# MATERIAL SHOWN:
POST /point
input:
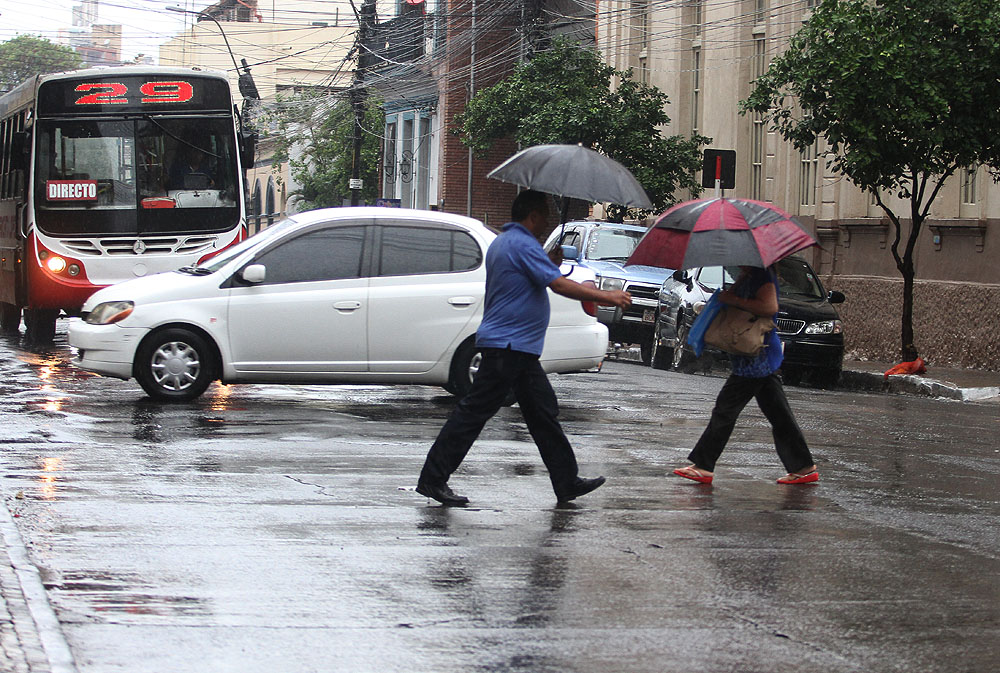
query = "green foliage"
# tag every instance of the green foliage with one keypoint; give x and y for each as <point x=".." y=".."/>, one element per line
<point x="905" y="92"/>
<point x="564" y="95"/>
<point x="25" y="56"/>
<point x="316" y="136"/>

# EXERCISE INSTRUCTIONS:
A verbatim copy of the listing is required, with all pictures left out.

# RESULT BELOW:
POST /point
input:
query = "green foliage"
# tag every instance of the green foliage with one keypoint; give x and y for each as <point x=".." y=".."/>, one element per line
<point x="905" y="92"/>
<point x="564" y="95"/>
<point x="25" y="56"/>
<point x="316" y="136"/>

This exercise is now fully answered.